- Set task -
Copy every one of the rows below word for word, keeping each line unchanged.

────────

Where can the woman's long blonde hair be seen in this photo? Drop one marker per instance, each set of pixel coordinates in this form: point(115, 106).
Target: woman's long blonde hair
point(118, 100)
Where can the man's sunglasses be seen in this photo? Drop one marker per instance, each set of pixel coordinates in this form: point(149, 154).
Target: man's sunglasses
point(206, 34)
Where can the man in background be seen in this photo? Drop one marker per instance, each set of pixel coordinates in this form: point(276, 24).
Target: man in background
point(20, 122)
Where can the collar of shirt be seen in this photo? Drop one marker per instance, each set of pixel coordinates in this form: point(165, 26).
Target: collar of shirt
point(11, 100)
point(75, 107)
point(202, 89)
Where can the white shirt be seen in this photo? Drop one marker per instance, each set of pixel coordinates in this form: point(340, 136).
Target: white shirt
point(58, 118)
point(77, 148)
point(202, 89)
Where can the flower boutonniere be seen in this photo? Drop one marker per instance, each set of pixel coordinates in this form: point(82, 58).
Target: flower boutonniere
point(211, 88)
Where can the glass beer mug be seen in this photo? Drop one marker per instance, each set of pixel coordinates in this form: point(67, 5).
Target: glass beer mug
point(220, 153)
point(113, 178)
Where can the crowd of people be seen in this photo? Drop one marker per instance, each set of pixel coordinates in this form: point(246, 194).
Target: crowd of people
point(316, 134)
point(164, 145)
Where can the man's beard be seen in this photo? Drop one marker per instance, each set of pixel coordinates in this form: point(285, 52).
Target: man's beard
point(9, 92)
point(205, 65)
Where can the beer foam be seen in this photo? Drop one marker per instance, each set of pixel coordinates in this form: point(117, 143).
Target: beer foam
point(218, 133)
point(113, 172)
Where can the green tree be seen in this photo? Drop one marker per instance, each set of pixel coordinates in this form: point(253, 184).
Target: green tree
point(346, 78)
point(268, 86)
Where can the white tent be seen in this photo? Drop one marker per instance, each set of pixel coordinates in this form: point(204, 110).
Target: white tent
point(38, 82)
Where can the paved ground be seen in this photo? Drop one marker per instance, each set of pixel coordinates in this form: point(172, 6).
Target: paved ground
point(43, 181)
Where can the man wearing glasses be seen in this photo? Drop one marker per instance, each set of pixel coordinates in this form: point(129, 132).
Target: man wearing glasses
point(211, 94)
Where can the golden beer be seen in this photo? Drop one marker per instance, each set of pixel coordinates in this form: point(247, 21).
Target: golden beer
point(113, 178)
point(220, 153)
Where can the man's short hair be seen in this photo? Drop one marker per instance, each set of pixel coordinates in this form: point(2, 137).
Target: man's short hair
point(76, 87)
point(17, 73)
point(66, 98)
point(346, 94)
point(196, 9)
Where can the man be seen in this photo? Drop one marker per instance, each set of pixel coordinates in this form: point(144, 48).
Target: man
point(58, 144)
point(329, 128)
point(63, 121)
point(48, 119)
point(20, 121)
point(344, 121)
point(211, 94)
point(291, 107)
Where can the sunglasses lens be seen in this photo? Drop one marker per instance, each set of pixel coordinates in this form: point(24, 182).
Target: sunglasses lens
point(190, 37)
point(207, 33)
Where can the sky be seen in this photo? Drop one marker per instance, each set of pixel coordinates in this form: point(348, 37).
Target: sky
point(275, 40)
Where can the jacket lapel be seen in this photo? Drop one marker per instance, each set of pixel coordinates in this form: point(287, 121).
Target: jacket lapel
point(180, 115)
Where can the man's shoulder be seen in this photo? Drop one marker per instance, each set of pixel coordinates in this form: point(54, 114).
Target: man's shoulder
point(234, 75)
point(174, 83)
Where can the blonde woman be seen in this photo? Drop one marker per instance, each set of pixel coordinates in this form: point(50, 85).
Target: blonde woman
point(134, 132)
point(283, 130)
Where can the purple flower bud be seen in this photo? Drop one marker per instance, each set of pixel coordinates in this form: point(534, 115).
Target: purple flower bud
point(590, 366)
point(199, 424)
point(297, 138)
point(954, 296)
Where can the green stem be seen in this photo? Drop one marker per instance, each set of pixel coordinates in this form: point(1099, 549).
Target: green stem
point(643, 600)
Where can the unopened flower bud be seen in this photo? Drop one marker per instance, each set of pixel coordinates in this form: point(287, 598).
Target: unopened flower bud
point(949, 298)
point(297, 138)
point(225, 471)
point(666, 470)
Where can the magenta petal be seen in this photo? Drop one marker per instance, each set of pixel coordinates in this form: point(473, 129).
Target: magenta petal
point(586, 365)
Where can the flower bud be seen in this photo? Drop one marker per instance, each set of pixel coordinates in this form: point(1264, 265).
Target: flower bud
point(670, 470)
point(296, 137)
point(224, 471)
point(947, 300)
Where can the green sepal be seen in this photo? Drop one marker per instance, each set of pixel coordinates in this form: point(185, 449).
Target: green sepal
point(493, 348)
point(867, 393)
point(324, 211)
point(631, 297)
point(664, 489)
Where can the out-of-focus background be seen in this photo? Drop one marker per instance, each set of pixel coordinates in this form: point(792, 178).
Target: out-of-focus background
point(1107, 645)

────────

- Written response -
Where can the woman's long blonde hair be seen in this photo? Drop one marker per instance, each set of pixel coordinates in this form: point(115, 106).
Target: woman's long blonde hair
point(118, 100)
Where can the man's sunglasses be seen in this photo? Drop one marker per instance, each set of pixel coordinates in this form: point(149, 154).
Target: man's sunglasses
point(206, 34)
Where can the man in background be seen in this photo? Drop one marker per instance, each set of pixel coordinates in this form: point(276, 24).
Target: man in background
point(20, 122)
Where can the collar of shirt be seen in this photo? Drop one marker per instance, each set of pixel coordinates in this form: point(165, 26).
Target: collar of shirt
point(11, 100)
point(75, 107)
point(202, 89)
Where can the white shirt be seen in this photo? Drop one marker per instance, each set of pixel coordinates in this form: point(340, 136).
Target: white shirt
point(58, 118)
point(77, 148)
point(202, 89)
Where can the flower boutonniere be seen in this photo? Drop one marker per instance, each set of pixel coordinates in this form: point(82, 58).
Target: flower boutonniere
point(211, 88)
Where can the glass beer mug be seen in this photo? Drop one marker per instance, each set of pixel coordinates in this form: point(67, 5).
Target: glass beer mug
point(220, 153)
point(113, 178)
Where can the crowd of people be seen in this photo? Drop one marker per instance, each set of pixel coordinates in this form: point(246, 194).
Target: crowd of people
point(316, 134)
point(164, 145)
Where can the man's beard be seen in this photo? Drop one marker per instance, each set of pixel coordinates in this form: point(285, 52).
Target: man's beard
point(9, 92)
point(205, 65)
Where can the beer foam be seen in this photo? Drop one marker per instance, each set of pixel coordinates in this form: point(117, 143).
Target: beer foam
point(218, 133)
point(113, 172)
Where can the green tree be seen in this photo? Drop one marker per instance, each set of pixel coordinates in this form: point(253, 184).
Target: green tree
point(346, 78)
point(268, 86)
Where can the white tent be seen in this photo? Drop one marker per instance, each set of pixel coordinates in this form: point(204, 110).
Target: white tent
point(38, 82)
Where can the paved ground be seen in this photo? Drop one marker per instance, each set of pixel coordinates in this form: point(172, 6).
Target: paved ground
point(43, 181)
Where can the man wearing glasses be seen in this photo? Drop one marker per instance, each set of pixel coordinates in this form: point(129, 132).
Target: man wearing glasses
point(211, 94)
Where can the golden beer be seen in this photo? Drop one marker per instance, each set of pixel coordinates in this form: point(247, 21).
Target: golden beer
point(113, 178)
point(220, 153)
Where can the man's short hair be seen in this photo? Drop one marker per instance, each set of pixel coordinates in this form: point(2, 137).
Target: man's short hair
point(76, 87)
point(17, 73)
point(66, 98)
point(346, 94)
point(196, 9)
Where can the man be seen in this photo? Drop one marker per instance, each set of pixel coordinates in this form: point(144, 48).
Target: man
point(58, 144)
point(329, 128)
point(63, 121)
point(48, 119)
point(20, 121)
point(344, 121)
point(211, 94)
point(291, 107)
Where can the sunglasses lens be seen in this photo? Drop one marker per instance, each set of pixel coordinates in this form: point(24, 182).
Target: sunglasses lens
point(190, 37)
point(207, 33)
Where can the sky be seen in this photo? Drop one marker per instance, each set of pixel coordinates in this form: point(348, 37).
Target: sky
point(275, 40)
Where can the jacket lapel be seen in this photo? Drop one marker per instance, each set of pixel coordinates in this form: point(287, 121).
Target: jacket lapel
point(180, 115)
Where can the man's shoulder be seen in this photo? Drop one marker per instance, each set of pixel coordinates in this form: point(54, 114).
Target: man's shoulder
point(234, 75)
point(174, 83)
Where can the blonde woman be seen in this photo? Drop one marker per instance, each set of pixel coordinates in this form: point(50, 85).
Target: blonde woman
point(134, 132)
point(283, 130)
Where can the purple flower bud be seen in this photo? Drop one marker per instance, each set of pixel coordinates in this form: point(534, 115).
Target: purple flower bud
point(590, 366)
point(199, 424)
point(297, 138)
point(954, 296)
Where can the green stem be seen in this photo? Drop one marker per instance, each set of pixel coordinates in this form: point(1099, 549).
Target: green stem
point(643, 600)
Where can the unopened flower bud be seen in this photo? Drop one marker per instance, each set of pixel coordinates in this form: point(287, 598).
Target: unopened flower bud
point(949, 298)
point(297, 138)
point(225, 471)
point(666, 470)
Where can the magenta petal be seen in this photo? Drop one marker per instance, each set of pixel coordinates in this form: point(473, 129).
Target: magenta petal
point(586, 365)
Where can the flower bud be seen in this photo? Drop one marker per instance, each set of pixel coordinates in this form: point(1264, 265).
Target: flower bud
point(670, 470)
point(296, 137)
point(224, 471)
point(947, 300)
Where can the green sepal be seen in this photo? Drop one marker per instance, each set of pixel coordinates in this form: point(185, 449).
Target: green sepal
point(493, 348)
point(867, 393)
point(324, 211)
point(631, 297)
point(664, 489)
Where can the out-of-focus background be seen in this photo? Drop one marker per instance, each set of pixel coordinates in this form: point(792, 178).
Target: out-of-focus background
point(1107, 645)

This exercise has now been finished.